● Dataset rows:
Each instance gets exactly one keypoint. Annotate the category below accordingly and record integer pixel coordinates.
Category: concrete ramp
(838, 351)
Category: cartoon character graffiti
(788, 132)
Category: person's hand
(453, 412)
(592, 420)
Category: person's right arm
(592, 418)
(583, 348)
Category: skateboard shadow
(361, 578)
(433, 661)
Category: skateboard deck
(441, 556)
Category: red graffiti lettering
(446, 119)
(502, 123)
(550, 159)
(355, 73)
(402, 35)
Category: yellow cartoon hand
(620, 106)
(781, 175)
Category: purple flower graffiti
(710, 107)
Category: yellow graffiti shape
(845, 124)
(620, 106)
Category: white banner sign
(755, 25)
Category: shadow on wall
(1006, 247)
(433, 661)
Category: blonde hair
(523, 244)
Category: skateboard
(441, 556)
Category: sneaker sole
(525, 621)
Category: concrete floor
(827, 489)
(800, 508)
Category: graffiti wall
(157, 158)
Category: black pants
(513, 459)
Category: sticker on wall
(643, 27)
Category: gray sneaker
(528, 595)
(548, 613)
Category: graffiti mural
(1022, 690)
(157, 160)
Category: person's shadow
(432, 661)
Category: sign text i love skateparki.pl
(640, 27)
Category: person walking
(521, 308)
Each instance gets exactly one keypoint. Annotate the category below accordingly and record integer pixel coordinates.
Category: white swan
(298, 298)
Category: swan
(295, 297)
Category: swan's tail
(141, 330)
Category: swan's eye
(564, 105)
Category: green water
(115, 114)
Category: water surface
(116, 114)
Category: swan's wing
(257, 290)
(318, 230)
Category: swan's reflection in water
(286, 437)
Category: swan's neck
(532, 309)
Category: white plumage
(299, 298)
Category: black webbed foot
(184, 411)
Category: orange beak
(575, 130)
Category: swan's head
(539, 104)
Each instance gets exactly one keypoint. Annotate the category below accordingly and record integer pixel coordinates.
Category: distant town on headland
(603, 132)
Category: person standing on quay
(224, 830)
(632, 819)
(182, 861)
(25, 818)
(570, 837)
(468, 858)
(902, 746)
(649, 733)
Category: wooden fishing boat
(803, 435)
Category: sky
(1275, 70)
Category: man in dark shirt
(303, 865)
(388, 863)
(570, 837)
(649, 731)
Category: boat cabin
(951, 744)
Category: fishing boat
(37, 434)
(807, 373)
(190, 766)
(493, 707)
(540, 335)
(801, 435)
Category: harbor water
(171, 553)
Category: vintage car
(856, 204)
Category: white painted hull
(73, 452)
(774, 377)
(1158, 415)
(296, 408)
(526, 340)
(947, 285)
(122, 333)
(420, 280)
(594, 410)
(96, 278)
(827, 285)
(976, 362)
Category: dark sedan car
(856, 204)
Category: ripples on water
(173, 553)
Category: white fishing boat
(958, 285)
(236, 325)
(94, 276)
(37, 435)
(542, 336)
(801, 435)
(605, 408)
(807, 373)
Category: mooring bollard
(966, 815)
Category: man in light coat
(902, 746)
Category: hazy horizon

● Objective: Reproduce the entire listing above verbatim, line for line.

● Solution for this problem:
Each instance gets exactly one keypoint. Annotate the category below accordingly and record integer pixel coordinates.
Category: concrete ramp
(838, 351)
Category: cartoon character graffiti
(788, 132)
Category: person's hand
(453, 412)
(592, 420)
Category: person's right arm
(592, 418)
(583, 348)
Category: skateboard shadow
(361, 578)
(433, 661)
Category: skateboard deck
(441, 556)
Category: red graffiti lettering
(446, 119)
(502, 123)
(550, 159)
(355, 73)
(402, 35)
Category: yellow cartoon hand
(620, 106)
(781, 175)
Category: purple flower graffiti
(710, 107)
Category: yellow graffiti shape
(845, 124)
(620, 106)
Category: white banner sign
(755, 25)
Category: shadow on wall
(1006, 247)
(433, 661)
Category: blonde hair
(523, 244)
Category: skateboard
(441, 556)
Category: sneaker sole
(525, 621)
Category: concrete floor
(827, 489)
(800, 508)
Category: graffiti wall
(157, 158)
Category: black pants
(513, 459)
Category: sticker on wall
(643, 27)
Category: gray sneaker
(528, 595)
(548, 613)
Category: graffiti mural
(1022, 690)
(157, 160)
Category: person's shadow
(432, 661)
Category: sign text i love skateparki.pl
(640, 27)
Category: person walking
(521, 308)
Each instance gets exactly one keypoint. Annotate the category below accordingly and record integer pixel coordinates.
Category: white swan
(298, 298)
Category: swan
(295, 297)
Category: swan's tail
(141, 330)
Category: swan's eye
(564, 105)
Category: green water
(115, 114)
Category: water surface
(116, 114)
Category: swan's wing
(257, 290)
(318, 230)
Category: swan's reflection in water
(286, 437)
Category: swan's neck
(532, 309)
Category: white plumage
(299, 298)
Category: black webbed foot
(184, 411)
Category: orange beak
(575, 130)
Category: swan's head
(539, 104)
Each instance gets exactly one keypoint. Annotate the category below accordingly and record integer pixel coordinates.
Category: distant town on headland
(603, 132)
Category: person standing on quay
(224, 830)
(632, 819)
(182, 861)
(25, 818)
(570, 837)
(468, 858)
(902, 746)
(649, 733)
Category: wooden fishing boat
(803, 435)
Category: sky
(1275, 70)
Category: man in dark shirt
(303, 865)
(388, 863)
(570, 837)
(649, 731)
Category: boat cabin
(951, 744)
Category: fishing boat
(37, 434)
(807, 373)
(190, 766)
(493, 707)
(540, 335)
(801, 435)
Category: harbor water
(171, 553)
Category: vintage car
(856, 204)
Category: white painted hull
(73, 452)
(774, 377)
(1158, 415)
(296, 408)
(526, 340)
(947, 285)
(122, 333)
(420, 280)
(594, 410)
(96, 278)
(827, 285)
(976, 362)
Category: dark sedan car
(856, 204)
Category: ripples on water
(173, 553)
Category: white fishing boat
(958, 285)
(236, 325)
(94, 276)
(37, 435)
(542, 336)
(801, 435)
(605, 408)
(807, 373)
Category: mooring bollard
(966, 815)
Category: man in light coat
(902, 746)
Category: hazy horizon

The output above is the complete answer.